- _Records for this exercise_
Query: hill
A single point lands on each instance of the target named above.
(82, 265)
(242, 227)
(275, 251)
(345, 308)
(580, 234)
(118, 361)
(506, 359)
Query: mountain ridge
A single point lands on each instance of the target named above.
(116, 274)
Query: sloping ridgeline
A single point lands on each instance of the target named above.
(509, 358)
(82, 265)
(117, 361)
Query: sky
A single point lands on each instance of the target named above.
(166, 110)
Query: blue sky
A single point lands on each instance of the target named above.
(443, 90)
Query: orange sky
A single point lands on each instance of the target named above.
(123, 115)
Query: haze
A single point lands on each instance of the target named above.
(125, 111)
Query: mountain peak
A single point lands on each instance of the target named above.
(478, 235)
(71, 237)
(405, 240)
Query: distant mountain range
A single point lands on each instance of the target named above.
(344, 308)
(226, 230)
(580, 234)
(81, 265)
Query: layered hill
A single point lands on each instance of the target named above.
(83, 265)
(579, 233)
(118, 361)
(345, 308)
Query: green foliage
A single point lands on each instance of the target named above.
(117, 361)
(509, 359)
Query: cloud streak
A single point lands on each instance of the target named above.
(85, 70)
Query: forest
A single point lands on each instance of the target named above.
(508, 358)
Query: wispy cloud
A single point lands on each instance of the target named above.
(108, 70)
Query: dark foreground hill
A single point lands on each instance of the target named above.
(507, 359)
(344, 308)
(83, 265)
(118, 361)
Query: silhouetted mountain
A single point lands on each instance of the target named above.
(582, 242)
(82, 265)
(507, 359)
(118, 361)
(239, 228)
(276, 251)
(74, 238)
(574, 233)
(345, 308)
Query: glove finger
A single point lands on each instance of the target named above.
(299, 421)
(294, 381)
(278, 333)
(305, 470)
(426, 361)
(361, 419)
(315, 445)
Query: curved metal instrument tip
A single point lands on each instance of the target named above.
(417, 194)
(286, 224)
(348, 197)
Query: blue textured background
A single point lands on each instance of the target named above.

- _What to do_
Using the entries, count how many lines contain the string "mountain". Write only the number.

- _Answer for this exercise_
4